**RECORDS PROVIDED**
:::::
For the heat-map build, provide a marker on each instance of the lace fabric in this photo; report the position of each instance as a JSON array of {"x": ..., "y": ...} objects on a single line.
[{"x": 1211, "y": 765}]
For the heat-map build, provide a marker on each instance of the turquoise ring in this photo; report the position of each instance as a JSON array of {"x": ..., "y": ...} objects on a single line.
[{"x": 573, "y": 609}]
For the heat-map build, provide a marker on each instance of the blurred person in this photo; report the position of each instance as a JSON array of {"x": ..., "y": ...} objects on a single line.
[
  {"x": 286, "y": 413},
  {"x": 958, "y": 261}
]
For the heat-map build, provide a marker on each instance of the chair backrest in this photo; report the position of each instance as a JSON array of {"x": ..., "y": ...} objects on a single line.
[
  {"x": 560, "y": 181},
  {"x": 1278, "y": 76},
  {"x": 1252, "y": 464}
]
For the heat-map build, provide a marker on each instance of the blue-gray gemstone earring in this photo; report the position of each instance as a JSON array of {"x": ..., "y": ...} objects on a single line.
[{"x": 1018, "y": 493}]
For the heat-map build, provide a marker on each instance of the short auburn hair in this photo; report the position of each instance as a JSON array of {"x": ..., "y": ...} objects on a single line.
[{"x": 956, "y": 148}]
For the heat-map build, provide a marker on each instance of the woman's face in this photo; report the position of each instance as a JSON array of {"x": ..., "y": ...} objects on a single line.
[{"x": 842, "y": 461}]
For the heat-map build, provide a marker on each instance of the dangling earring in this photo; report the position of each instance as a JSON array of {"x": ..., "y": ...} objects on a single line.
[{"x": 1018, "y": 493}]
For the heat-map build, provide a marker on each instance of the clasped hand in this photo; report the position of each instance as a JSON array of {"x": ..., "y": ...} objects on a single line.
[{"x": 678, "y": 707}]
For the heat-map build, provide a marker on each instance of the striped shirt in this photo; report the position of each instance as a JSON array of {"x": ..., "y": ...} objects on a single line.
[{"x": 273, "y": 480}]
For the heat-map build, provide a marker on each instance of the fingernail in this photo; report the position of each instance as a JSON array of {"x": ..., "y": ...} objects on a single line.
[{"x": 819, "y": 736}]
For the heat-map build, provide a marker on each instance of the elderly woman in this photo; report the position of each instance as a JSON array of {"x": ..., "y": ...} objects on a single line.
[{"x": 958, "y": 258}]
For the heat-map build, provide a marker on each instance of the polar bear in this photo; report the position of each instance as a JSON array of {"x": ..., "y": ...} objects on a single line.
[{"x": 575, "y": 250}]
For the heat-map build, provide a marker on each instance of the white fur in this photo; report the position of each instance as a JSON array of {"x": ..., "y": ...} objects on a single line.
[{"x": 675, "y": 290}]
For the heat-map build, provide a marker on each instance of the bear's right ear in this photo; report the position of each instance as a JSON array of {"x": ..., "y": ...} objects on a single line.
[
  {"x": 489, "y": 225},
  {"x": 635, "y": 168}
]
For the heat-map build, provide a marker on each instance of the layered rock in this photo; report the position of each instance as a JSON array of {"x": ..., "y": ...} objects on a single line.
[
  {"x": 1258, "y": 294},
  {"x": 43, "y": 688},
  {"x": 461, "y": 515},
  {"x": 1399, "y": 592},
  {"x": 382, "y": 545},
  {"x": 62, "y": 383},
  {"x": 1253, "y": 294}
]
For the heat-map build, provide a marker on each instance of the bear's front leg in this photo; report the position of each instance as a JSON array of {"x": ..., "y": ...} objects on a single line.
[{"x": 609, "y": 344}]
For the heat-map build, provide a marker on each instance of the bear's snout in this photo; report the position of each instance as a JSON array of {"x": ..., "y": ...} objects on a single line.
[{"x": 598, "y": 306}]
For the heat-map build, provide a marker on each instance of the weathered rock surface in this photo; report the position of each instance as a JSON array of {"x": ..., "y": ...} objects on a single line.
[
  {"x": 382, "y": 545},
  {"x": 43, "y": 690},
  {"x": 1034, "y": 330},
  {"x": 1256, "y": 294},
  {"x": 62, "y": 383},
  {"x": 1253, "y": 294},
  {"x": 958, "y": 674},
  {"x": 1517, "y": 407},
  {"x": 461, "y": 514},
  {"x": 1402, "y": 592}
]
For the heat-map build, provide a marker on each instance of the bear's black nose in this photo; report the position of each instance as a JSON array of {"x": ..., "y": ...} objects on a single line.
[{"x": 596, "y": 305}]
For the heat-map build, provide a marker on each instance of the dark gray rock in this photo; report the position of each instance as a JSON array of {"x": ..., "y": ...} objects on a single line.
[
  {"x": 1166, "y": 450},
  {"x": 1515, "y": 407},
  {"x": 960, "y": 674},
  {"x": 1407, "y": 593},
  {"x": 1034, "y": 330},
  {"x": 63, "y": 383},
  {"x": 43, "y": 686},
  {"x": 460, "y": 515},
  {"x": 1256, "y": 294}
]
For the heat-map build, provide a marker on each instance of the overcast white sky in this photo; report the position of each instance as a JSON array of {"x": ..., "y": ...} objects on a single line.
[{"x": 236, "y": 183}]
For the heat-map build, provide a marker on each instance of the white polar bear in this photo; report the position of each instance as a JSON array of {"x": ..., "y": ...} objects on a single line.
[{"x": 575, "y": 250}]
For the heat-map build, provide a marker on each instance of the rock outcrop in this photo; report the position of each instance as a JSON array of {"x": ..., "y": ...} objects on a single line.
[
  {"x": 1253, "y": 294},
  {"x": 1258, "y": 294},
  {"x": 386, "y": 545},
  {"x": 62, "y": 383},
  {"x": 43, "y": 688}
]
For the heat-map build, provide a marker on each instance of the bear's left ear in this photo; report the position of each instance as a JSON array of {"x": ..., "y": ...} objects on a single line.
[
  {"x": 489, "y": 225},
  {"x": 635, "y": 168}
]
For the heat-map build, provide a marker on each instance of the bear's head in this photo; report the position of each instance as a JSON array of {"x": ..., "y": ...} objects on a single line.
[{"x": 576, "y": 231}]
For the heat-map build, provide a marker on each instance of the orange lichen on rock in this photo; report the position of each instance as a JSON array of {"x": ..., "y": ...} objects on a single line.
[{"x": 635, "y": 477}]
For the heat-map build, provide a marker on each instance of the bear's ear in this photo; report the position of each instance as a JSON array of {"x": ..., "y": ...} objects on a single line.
:::::
**WHAT THIS TASK INVOLVES**
Your reply should consist of the records, duplicated exactly.

**SOLUTION FOR THIS TASK**
For the heat-map build, provide a marker on each instance of the lace fabric in this photo; report the position of each instance as a JSON array of {"x": ..., "y": ...} objects on a single line.
[{"x": 1211, "y": 765}]
For the heat-map build, provide a marker on each instance of the turquoise ring in this photo; report the position of each instance as a JSON array of {"x": ..., "y": ...} objects on a single line.
[{"x": 573, "y": 609}]
For the heat-map build, provide a marker on each instance of the blurred person in this photo; report the position of each instance as a JSON array of {"x": ..., "y": ...} objects on a single line.
[
  {"x": 286, "y": 413},
  {"x": 958, "y": 261}
]
For the heat-map build, provide a marker on each instance of the chair backrest in this photo; report the position of each instance as a JSON array of {"x": ..., "y": ...} objects on a single line.
[
  {"x": 560, "y": 181},
  {"x": 1278, "y": 76},
  {"x": 1252, "y": 464}
]
For the heat-map build, provide a marker on each instance of the blue-gray gemstone earring in this photo; report the position of each instance as a JSON array of {"x": ..., "y": ...} objects on a single line.
[{"x": 1018, "y": 493}]
For the heat-map build, provide a marker on each instance of the short auburn hair in this photo; report the position of each instance as a JSON array of {"x": ..., "y": ...} objects on a single line.
[{"x": 956, "y": 148}]
For the heat-map build, provide a marker on each instance of the woman's face in this photo; report the position of each instance as a JSON array of {"x": ..., "y": ...} objects on a single line.
[{"x": 842, "y": 461}]
For the heat-map build, provide a marker on each instance of the dangling earring in this photo; report the position of each instance as a JSON array of {"x": ..., "y": ...} objects on a single line.
[{"x": 1018, "y": 493}]
For the heat-map build, provide a marker on each instance of the clasped hand in this photo; report the position of each instance as a JSON array of {"x": ..., "y": ...} objects on a single line.
[{"x": 678, "y": 707}]
For the heat-map build, provide a marker on each instance of the striped shirt in this photo; report the position of each instance as a JSON array of {"x": ..., "y": ...} objects on a single line.
[{"x": 273, "y": 480}]
For the heat-map build, provide a marker on each instance of the fingernail in this photo; report the position of each instance as a JSON array of {"x": ..., "y": ...} objects on a single line.
[{"x": 819, "y": 736}]
For the heat-map build, provide a marker on each instance of the elderly woman in this photo; report the position of each instance as a JSON array of {"x": ..., "y": ...} objects on a single line.
[{"x": 958, "y": 258}]
For the heat-map build, provide a marker on each instance of the polar bear in this photo; report the position of each instance as a JSON array of {"x": ..., "y": ...} objects on a single line.
[{"x": 575, "y": 250}]
For the heat-map build, provide a marker on each instance of the white fur in this photo; report the position of each instance as a JSON array of {"x": ..., "y": ...} objects on a single line.
[{"x": 675, "y": 290}]
For the heat-map build, provide a marker on each instance of the bear's right ear in this photo; report the position of each instance as a JSON array of {"x": ..., "y": ...} objects on a single line.
[
  {"x": 489, "y": 225},
  {"x": 635, "y": 168}
]
For the heat-map build, provide a marker on each instance of the layered rock in this photo; report the position of each instance as a JSON array of {"x": ..., "y": ...} objects on a single line.
[
  {"x": 1258, "y": 294},
  {"x": 43, "y": 688},
  {"x": 461, "y": 515},
  {"x": 1399, "y": 592},
  {"x": 382, "y": 545},
  {"x": 62, "y": 383},
  {"x": 1253, "y": 294}
]
For the heat-map build, provide a marker on each instance of the bear's front leg in this photo; report the position of each instance as a JSON array of {"x": ..., "y": ...} objects on a single line.
[{"x": 609, "y": 344}]
For the heat-map build, provide a marker on each instance of the bear's snout in this photo; report the position of each instance as a JSON array of {"x": ..., "y": ...} objects on a single line.
[{"x": 598, "y": 306}]
For the heat-map build, provide a marker on each instance of the weathered rock surface in this photo; report the position of each instance as a JSON array of {"x": ..., "y": ...} objects on a single line.
[
  {"x": 382, "y": 545},
  {"x": 43, "y": 690},
  {"x": 1034, "y": 330},
  {"x": 1256, "y": 294},
  {"x": 62, "y": 383},
  {"x": 1253, "y": 294},
  {"x": 958, "y": 674},
  {"x": 1517, "y": 407},
  {"x": 461, "y": 514},
  {"x": 1402, "y": 592}
]
For the heat-map build, provide a marker on each instance of the bear's black nose in this photo; report the position of each instance as a JSON array of {"x": ..., "y": ...} objects on a single line.
[{"x": 596, "y": 305}]
For the heat-map build, provide a marker on each instance of the dark gray rock in this photo; report the position of each instance as a JSON array of {"x": ..., "y": ...} objects on a single line.
[
  {"x": 1166, "y": 450},
  {"x": 1515, "y": 407},
  {"x": 960, "y": 674},
  {"x": 1407, "y": 593},
  {"x": 1034, "y": 330},
  {"x": 63, "y": 383},
  {"x": 43, "y": 686},
  {"x": 460, "y": 515},
  {"x": 1256, "y": 294}
]
For the heat-map build, provide a marker on each instance of the overcast white sky in this photo; report the position of each instance as a JSON array of {"x": ..., "y": ...} objects on a single line.
[{"x": 236, "y": 183}]
For the heat-map build, provide a marker on each instance of the white polar bear in this photo; report the position of each instance as a JSON array of {"x": ..., "y": ...} objects on a single line.
[{"x": 575, "y": 250}]
For the heat-map build, provide a marker on each instance of the rock outcrop in this photo; report the position of each instance as a JSON array of {"x": ..., "y": ...} objects on a single line.
[
  {"x": 1253, "y": 294},
  {"x": 1258, "y": 294},
  {"x": 386, "y": 545},
  {"x": 62, "y": 383},
  {"x": 43, "y": 688}
]
For the heat-map build, provide a marker on each instance of the bear's left ear in this photo; report the position of each instance as a JSON array of {"x": ..., "y": ...} objects on a single line.
[
  {"x": 489, "y": 225},
  {"x": 635, "y": 168}
]
For the heat-map build, provide a marker on each instance of the bear's head in this photo; report the position of each instance as a JSON array of {"x": ..., "y": ...} objects on a single line.
[{"x": 576, "y": 231}]
For the heat-map build, provide a marker on each instance of the orange lichen on rock in this photo; report the position of each instance as a JSON array of {"x": ..., "y": ...} objects on a single line.
[{"x": 635, "y": 477}]
For the heat-map build, provide a marker on each instance of the bear's ear in this photo; report the position of each instance as a JSON array of {"x": ..., "y": ...} objects on a single line.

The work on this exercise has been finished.